- **PROBLEM**: Copy the records below exactly.

- **RECORDS TO PROCESS**:
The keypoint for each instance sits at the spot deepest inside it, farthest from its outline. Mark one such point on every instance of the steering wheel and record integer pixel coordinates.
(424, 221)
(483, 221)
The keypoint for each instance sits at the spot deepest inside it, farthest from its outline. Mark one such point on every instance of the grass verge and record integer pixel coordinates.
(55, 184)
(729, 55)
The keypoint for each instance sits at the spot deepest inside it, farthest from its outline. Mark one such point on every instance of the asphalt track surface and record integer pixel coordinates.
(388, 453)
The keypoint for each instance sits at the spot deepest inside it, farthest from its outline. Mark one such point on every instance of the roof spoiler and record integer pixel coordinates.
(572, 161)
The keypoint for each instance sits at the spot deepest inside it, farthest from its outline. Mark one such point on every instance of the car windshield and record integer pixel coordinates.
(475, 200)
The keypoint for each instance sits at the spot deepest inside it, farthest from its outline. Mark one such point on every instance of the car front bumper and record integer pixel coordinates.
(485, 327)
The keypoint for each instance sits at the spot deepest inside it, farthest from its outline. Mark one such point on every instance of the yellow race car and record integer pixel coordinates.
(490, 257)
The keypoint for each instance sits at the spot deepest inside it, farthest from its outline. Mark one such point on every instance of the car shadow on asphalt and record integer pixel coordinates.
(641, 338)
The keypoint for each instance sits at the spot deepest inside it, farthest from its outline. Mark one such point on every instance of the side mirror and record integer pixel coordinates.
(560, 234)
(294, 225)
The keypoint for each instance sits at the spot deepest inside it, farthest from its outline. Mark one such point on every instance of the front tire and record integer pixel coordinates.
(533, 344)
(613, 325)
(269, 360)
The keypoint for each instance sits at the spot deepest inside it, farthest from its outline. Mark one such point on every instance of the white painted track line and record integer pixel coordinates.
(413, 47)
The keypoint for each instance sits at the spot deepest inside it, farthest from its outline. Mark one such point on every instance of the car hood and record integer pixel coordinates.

- **OUTPUT OF THE TASK**:
The keypoint for each instance sits at the spot deepest inside it, farthest from its outline. Mark one such point on every instance of the steering wheel and record integer pixel coordinates.
(424, 221)
(483, 221)
The keypoint for each instance sits at the spot deepest inside it, farthest from its outline. Mark one such point on every instance of the grass verge and record integer pixel coordinates.
(55, 184)
(729, 55)
The keypoint for each instance sits at the spot deepest inside it, farthest from its outline. Mark one such point on every instance of the asphalt track surface and record integer pixel coordinates.
(388, 453)
The keypoint for each instance sits at the spot deepest inside it, farthest from its outline. Mark one such point on every instance of the roof spoiler and record integer pixel coordinates.
(572, 161)
The keypoint for each instance sits at the spot deepest inside it, farthest from its outline. Mark one such point on every instance of the car windshield and record integer pixel coordinates.
(475, 200)
The keypoint for each instance sits at the spot deepest inside it, farthest from its outline. Mark one such point on every instance of the car front bumper and record integer pixel coordinates.
(485, 327)
The keypoint for each instance sits at the spot deepest inside it, farthest from its outline. Mark one such point on every instance of the yellow race car and record integer pixel coordinates.
(490, 257)
The keypoint for each instance sits at the spot deepest inside it, farthest from its outline. Mark one such point on every instance of the car shadow on asphalt and record integer pixel coordinates.
(641, 338)
The keypoint for each instance sits at the spot deepest inside it, farthest from its outline. Mark one such point on every instance of the side mirror and record integer pixel coordinates.
(560, 234)
(294, 225)
The keypoint for each instance sits at the spot deepest inside it, farthest from its outline. Mark one such point on every instance of the front tire and record integer pixel coordinates.
(533, 344)
(613, 325)
(269, 360)
The keypoint for each instance sits at the spot deepest inside it, farthest from its outline. Mark one such point on every instance of the white painted track line and record integer pixel coordinates.
(413, 47)
The keypoint for each instance sits at the spot deepest inside it, farthest from its outline. Mark one such point on every instance of the car hood and record integer pixel coordinates.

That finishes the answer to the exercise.